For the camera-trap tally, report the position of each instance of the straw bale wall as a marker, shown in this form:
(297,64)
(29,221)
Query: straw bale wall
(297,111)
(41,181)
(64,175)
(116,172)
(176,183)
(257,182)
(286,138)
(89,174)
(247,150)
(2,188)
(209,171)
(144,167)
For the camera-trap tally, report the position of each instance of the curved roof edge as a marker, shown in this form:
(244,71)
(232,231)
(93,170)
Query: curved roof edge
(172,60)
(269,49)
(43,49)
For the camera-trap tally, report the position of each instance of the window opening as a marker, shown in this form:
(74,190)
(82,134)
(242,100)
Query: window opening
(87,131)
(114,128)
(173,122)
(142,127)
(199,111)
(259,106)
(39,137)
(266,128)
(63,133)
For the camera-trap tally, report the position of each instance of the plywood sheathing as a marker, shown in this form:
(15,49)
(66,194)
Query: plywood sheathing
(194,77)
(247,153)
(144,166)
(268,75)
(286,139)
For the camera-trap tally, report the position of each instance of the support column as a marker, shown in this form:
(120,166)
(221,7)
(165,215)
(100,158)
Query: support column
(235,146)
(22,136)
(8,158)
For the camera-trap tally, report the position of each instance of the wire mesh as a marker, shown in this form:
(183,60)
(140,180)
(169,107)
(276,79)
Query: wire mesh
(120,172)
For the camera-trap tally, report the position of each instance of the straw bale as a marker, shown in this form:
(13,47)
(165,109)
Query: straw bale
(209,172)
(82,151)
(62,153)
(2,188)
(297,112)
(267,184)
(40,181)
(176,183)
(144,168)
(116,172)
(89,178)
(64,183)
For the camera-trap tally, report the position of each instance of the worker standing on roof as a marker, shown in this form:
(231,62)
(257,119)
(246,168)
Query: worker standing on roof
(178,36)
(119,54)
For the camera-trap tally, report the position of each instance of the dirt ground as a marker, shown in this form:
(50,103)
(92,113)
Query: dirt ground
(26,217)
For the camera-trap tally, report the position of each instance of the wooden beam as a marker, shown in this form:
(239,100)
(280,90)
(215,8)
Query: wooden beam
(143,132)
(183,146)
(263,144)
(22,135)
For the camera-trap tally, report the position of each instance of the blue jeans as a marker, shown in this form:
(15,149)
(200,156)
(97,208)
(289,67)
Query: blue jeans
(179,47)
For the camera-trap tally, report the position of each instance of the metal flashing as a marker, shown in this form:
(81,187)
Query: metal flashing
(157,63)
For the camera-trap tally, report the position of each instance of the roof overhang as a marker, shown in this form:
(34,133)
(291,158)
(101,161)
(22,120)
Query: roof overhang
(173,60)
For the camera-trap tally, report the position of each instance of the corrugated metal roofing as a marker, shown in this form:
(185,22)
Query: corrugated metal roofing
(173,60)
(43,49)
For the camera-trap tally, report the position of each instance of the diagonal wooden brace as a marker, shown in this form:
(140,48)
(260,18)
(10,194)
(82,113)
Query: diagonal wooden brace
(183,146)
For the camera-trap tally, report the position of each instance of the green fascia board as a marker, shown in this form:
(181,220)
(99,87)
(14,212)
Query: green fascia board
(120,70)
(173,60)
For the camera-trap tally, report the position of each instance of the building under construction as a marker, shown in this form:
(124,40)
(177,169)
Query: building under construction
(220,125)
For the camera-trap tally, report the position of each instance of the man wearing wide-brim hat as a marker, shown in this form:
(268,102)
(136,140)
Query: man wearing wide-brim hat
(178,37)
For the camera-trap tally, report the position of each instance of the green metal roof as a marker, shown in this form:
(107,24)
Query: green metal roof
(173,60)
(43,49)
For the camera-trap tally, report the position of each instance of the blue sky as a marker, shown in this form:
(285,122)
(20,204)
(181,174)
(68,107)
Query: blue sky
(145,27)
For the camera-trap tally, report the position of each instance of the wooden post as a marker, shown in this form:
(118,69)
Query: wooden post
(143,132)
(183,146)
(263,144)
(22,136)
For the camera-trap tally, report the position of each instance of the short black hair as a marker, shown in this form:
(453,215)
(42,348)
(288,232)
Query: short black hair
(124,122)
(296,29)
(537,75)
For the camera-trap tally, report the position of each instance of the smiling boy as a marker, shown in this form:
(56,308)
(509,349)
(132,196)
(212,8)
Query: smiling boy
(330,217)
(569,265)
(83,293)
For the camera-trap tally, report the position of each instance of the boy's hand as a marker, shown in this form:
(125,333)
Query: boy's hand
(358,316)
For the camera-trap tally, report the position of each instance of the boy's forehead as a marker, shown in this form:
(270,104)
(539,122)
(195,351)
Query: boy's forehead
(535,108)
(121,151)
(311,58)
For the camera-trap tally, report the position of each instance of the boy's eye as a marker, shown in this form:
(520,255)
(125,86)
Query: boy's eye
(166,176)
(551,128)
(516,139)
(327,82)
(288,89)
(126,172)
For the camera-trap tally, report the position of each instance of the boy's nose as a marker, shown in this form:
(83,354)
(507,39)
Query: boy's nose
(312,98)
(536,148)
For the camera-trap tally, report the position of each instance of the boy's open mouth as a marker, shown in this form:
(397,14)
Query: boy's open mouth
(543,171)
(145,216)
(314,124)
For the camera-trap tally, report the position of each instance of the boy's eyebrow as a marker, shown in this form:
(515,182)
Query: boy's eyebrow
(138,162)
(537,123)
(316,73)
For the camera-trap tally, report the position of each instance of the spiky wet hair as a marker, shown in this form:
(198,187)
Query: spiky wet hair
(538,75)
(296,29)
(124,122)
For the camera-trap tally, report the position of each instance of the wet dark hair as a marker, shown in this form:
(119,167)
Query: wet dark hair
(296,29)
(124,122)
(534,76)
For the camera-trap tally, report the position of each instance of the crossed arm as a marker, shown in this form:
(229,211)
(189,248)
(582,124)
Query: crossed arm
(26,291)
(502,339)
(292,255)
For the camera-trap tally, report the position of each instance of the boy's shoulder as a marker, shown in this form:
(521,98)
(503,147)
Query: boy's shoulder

PROMPT -
Convert the listing above into a JSON array of strings, one string per line, with blank lines omitted.

ANSWER TO THIS TASK -
[
  "For the camera-trap tally, report the position of each instance of the straw bale wall as a marker, shown in this form:",
  "(297,64)",
  "(29,221)",
  "Query: straw bale wall",
  "(297,111)",
  "(41,181)",
  "(64,175)",
  "(116,172)",
  "(176,183)",
  "(257,182)",
  "(286,138)",
  "(89,174)",
  "(247,150)",
  "(2,188)",
  "(209,171)",
  "(144,167)",
  "For the camera-trap tally, report the position of each instance of the curved roof edge as a marker, shown in this form:",
  "(244,71)",
  "(232,231)",
  "(93,170)",
  "Query: curved roof edge",
  "(172,60)",
  "(269,49)",
  "(43,49)",
  "For the camera-trap tally, report the position of each instance of the window opening as a marker, shown in this form:",
  "(74,190)",
  "(82,134)",
  "(242,100)",
  "Query: window opening",
  "(87,131)",
  "(114,128)",
  "(173,122)",
  "(142,127)",
  "(199,111)",
  "(259,106)",
  "(39,137)",
  "(266,128)",
  "(63,133)",
  "For the camera-trap tally, report the position of each instance of the plywood sheathing as a marker, shown in this form:",
  "(15,49)",
  "(66,194)",
  "Query: plywood sheathing",
  "(194,77)",
  "(247,153)",
  "(144,166)",
  "(268,75)",
  "(286,139)",
  "For the camera-trap tally, report the position of each instance of the support column as a marker, shown in this form:",
  "(120,166)",
  "(221,7)",
  "(165,215)",
  "(100,158)",
  "Query: support column",
  "(235,146)",
  "(22,136)",
  "(8,158)",
  "For the camera-trap tally, report the position of each instance of the wire mesh as a marker, shown in this form:",
  "(183,60)",
  "(140,180)",
  "(169,107)",
  "(276,79)",
  "Query: wire mesh",
  "(120,172)",
  "For the camera-trap tally, report the position of each instance of the straw bale as a marker, shown in this form:",
  "(13,47)",
  "(165,109)",
  "Query: straw bale",
  "(209,172)",
  "(82,151)",
  "(62,153)",
  "(2,188)",
  "(297,112)",
  "(267,184)",
  "(40,181)",
  "(176,183)",
  "(144,168)",
  "(116,172)",
  "(89,178)",
  "(64,183)",
  "For the camera-trap tally, report the position of each instance of the worker standing on roof as a marker, shown in this form:",
  "(231,62)",
  "(257,119)",
  "(246,168)",
  "Query: worker standing on roof",
  "(178,36)",
  "(119,54)",
  "For the camera-trap tally, report the position of each instance of the dirt ground as a marker, shown in this form:",
  "(50,103)",
  "(92,113)",
  "Query: dirt ground",
  "(26,217)",
  "For the camera-trap tally, report the position of each instance of the wooden beam as a marker, shown in this form:",
  "(239,100)",
  "(280,90)",
  "(215,8)",
  "Query: wooden beam",
  "(143,132)",
  "(183,146)",
  "(263,144)",
  "(22,135)",
  "For the camera-trap tally, report the position of each instance of the blue jeans as a marker, shown in this form:",
  "(15,149)",
  "(200,156)",
  "(97,208)",
  "(289,67)",
  "Query: blue jeans",
  "(179,47)",
  "For the camera-trap tally, report the position of each instance of the metal flashing as a marker, shown in this form:",
  "(81,187)",
  "Query: metal flashing",
  "(157,63)",
  "For the camera-trap tally, report the position of each instance of the roof overhang as a marker, shown in this form:",
  "(34,133)",
  "(291,158)",
  "(101,161)",
  "(22,120)",
  "Query: roof overhang",
  "(173,60)",
  "For the camera-trap tally, report the position of each instance of the corrugated metal roofing as a marker, shown in this form:",
  "(185,22)",
  "Query: corrugated metal roofing",
  "(173,60)",
  "(43,49)",
  "For the camera-trap tally, report the position of each instance of the diagonal wooden brace as a marker, shown in this form:",
  "(140,48)",
  "(260,18)",
  "(10,194)",
  "(82,113)",
  "Query: diagonal wooden brace",
  "(183,146)",
  "For the camera-trap tally, report the position of each instance of the green fascia board as a marker, shown in this form:",
  "(181,220)",
  "(99,87)",
  "(14,212)",
  "Query: green fascia board",
  "(120,70)",
  "(173,60)",
  "For the camera-trap tally, report the position of each instance of the building under construction as a marker, shown in this form:",
  "(124,40)",
  "(177,169)",
  "Query: building under construction",
  "(220,125)",
  "For the camera-trap tally, report the position of each instance of the man wearing wide-brim hat as a marker, shown in this form:",
  "(268,102)",
  "(136,140)",
  "Query: man wearing wide-brim hat",
  "(178,37)",
  "For the camera-trap tally, report the position of each instance of the green metal roof as a marker, shown in this form:",
  "(107,24)",
  "Query: green metal roof",
  "(173,60)",
  "(43,49)",
  "For the camera-trap tally, report the position of each instance of the blue sky as a marker, shown in this form:",
  "(285,122)",
  "(20,204)",
  "(181,174)",
  "(68,107)",
  "Query: blue sky",
  "(145,27)",
  "For the camera-trap tally, report the position of each instance of the wooden post as a marker, shown in this form:",
  "(118,69)",
  "Query: wooden post",
  "(143,132)",
  "(183,146)",
  "(263,144)",
  "(22,136)",
  "For the camera-trap tally, report the position of each instance of the short black hair as a marker, shown in this form:",
  "(453,215)",
  "(42,348)",
  "(288,232)",
  "Query: short black hair",
  "(124,122)",
  "(296,29)",
  "(537,75)",
  "For the camera-trap tally, report the position of each instance of the smiling boy as a marker, shown in this form:",
  "(56,308)",
  "(509,349)",
  "(132,196)",
  "(212,8)",
  "Query: smiling boy",
  "(330,217)",
  "(569,265)",
  "(83,293)",
  "For the camera-trap tally, report the position of each instance of the boy's hand as a marker, shown in this form:",
  "(125,333)",
  "Query: boy's hand",
  "(358,316)",
  "For the camera-trap tally, report the position of each instance of the boy's forehead as a marker, shown in this form:",
  "(270,104)",
  "(539,122)",
  "(195,351)",
  "Query: boy's forehead",
  "(535,108)",
  "(121,151)",
  "(311,58)",
  "For the camera-trap tally, report the position of each instance of the boy's eye as a marker, shown in this form:",
  "(520,255)",
  "(125,86)",
  "Query: boy's eye",
  "(166,176)",
  "(551,128)",
  "(516,139)",
  "(327,82)",
  "(288,89)",
  "(126,172)",
  "For the camera-trap tally, report the position of each instance of the boy's nose as a marker, shown in this form:",
  "(83,354)",
  "(507,39)",
  "Query: boy's nose",
  "(312,98)",
  "(536,148)",
  "For the camera-trap tally, report the position of each instance of the boy's open mouth as a marker, shown in this form:",
  "(397,14)",
  "Query: boy's open mouth",
  "(543,171)",
  "(145,216)",
  "(314,124)",
  "For the camera-trap tally, report the position of each instance of the boy's eyebrow as a marker, shown in this form:",
  "(515,182)",
  "Query: boy's eyebrow",
  "(138,162)",
  "(537,123)",
  "(316,73)",
  "For the camera-trap tally, report the position of each instance of the spiky wet hair as a marker, shown in this form:",
  "(198,187)",
  "Query: spiky wet hair",
  "(538,75)",
  "(296,29)",
  "(124,122)",
  "For the camera-trap tally, report the position of each instance of the wet dark hair as a marker, shown in this form:",
  "(119,167)",
  "Query: wet dark hair",
  "(296,29)",
  "(124,122)",
  "(534,76)",
  "For the camera-trap tally, report the position of each instance of the crossed arm as a marker, shown in this form:",
  "(229,211)",
  "(189,248)",
  "(582,124)",
  "Query: crossed arm",
  "(26,291)",
  "(502,339)",
  "(292,255)",
  "For the camera-trap tally, report the position of each instance of the boy's shoulder as a marker, shown in this form:",
  "(521,98)",
  "(503,147)",
  "Query: boy's shoulder"
]